**O que se pede:** Dê continuidade ao texto sobre escuta e saúde mental na escola, começando logo depois da última frase apresentada.

**Texto apresentado:**
· · ·
Se a gente quer que eles aprendam a tomar decisões importantes e boas decisões para as suas vidas, se a gente deseja que se tornem cidadãos participativos da sociedade, que se sintam capazes de contribuir para a sociedade, para o bem-estar de todos, pensando no cuidado de si, do outro e do ambiente, é preciso justamente oferecer experiências de lugar de fala, de participação, de protagonismo para crianças e adolescentes
Bianca Stock
A terapeuta argumenta que a grande ferramenta da escola para a construção de saúde mental é a prática da escuta, que deve perpassar desde a entrada até a saída da escola, da abordagem na recepção às atividades em sala de aula. “A escola precisa ser um espaço de escuta, e para a gente escutar, precisa estar presente e precisa de tempo. A gente não pode deixar que as demandas de conteúdo programados externamente, em função de aprovações no vestibular, se sobreponham às necessidades da vida e de se tornar gente; de nos humanizarmos nas relações escolares.”
· · ·
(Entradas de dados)
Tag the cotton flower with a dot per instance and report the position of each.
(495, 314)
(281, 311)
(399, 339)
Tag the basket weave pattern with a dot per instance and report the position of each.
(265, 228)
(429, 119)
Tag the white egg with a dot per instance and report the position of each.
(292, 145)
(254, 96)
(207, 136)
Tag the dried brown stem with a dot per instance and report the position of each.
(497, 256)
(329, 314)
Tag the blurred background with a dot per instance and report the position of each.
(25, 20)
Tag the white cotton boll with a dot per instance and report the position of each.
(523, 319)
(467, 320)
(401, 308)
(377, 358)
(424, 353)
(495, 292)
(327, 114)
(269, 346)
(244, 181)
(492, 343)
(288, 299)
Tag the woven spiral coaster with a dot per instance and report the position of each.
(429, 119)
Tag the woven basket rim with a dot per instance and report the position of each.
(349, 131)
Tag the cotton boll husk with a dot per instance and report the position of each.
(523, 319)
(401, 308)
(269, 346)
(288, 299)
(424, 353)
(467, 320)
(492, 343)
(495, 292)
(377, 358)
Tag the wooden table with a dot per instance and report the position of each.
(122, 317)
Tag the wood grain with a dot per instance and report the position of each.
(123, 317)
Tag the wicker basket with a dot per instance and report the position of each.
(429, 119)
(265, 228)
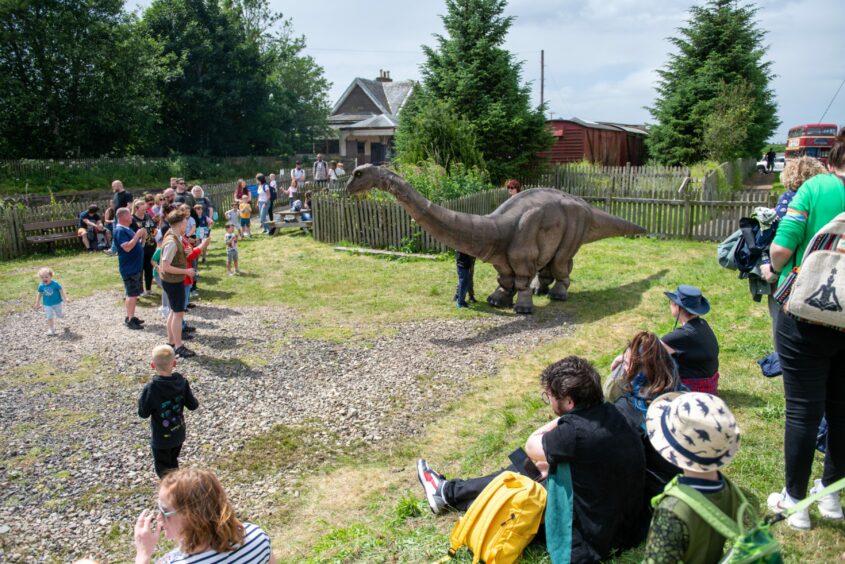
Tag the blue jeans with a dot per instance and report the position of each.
(263, 212)
(464, 281)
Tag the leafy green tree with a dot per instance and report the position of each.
(479, 81)
(78, 79)
(434, 132)
(725, 131)
(721, 43)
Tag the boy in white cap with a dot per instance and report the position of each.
(697, 433)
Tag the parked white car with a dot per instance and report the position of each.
(780, 162)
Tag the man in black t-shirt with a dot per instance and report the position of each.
(121, 198)
(591, 443)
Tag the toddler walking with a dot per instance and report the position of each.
(52, 296)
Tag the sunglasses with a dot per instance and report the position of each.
(164, 513)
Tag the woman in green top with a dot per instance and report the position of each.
(812, 357)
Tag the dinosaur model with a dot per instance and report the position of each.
(534, 233)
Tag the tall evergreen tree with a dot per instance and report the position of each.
(480, 82)
(720, 46)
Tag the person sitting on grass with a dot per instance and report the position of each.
(698, 433)
(231, 240)
(590, 440)
(194, 512)
(52, 296)
(163, 401)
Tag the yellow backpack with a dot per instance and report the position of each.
(501, 521)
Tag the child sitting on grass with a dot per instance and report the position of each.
(51, 295)
(231, 240)
(163, 401)
(246, 212)
(697, 433)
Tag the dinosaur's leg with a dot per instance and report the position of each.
(560, 291)
(540, 284)
(503, 296)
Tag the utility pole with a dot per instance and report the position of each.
(542, 76)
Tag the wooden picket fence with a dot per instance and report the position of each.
(13, 243)
(385, 224)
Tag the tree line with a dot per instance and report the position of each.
(194, 77)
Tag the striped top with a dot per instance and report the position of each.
(254, 550)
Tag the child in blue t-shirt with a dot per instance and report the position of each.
(52, 296)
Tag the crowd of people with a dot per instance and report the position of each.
(657, 421)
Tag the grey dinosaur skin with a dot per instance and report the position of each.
(535, 233)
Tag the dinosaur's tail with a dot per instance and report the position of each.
(605, 225)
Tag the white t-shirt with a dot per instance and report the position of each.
(254, 550)
(264, 193)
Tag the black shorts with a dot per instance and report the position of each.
· · ·
**Resultado do exercício:**
De acordo com a psicóloga, a escola precisa ser das crianças e dos adolescentes; precisa ser percebida como um espaço deles de invenção e construção do conhecimento no cotidiano. “Na medida em que eu me sinto participante, aceito e importante, todo um processo de integração psíquica começa a ser favorecido”. Assim, ela considera que as atividades culturais e artísticas, em seus diversos formatos de expressão, sejam fundamentais a essa retomada nas escolas. “Essas propostas trazem um componente lúdico e conseguem inserir fluxos de prazer, de vida, de conexão no cotidiano da escola, o que é essencial para retomar o laço social que acontece ali dentro.”
Dificuldades de aprendizagem e aumento de bullying
Entre os sintomas apresentados pelas crianças e os adolescentes, estão as dificuldades de aprendizagem e de alfabetização, o desinteresse e os comportamentos desafiadores. “Tem crianças que estão se comportando mal, desrespeitando os professores, brigando entre si. Há registros de que os casos de bullying dispararam. O bullying pode ser gravíssimo, é algo muito importante. Recentemente atendi uma criança de 10 anos, deprimida gravemente, e os pais não sabiam o que fazer. Fui investigando e descobri que ela está sofrendo bullying na escola, sendo assediada diariamente por um coleguinha”, exemplifica Daniel Becker.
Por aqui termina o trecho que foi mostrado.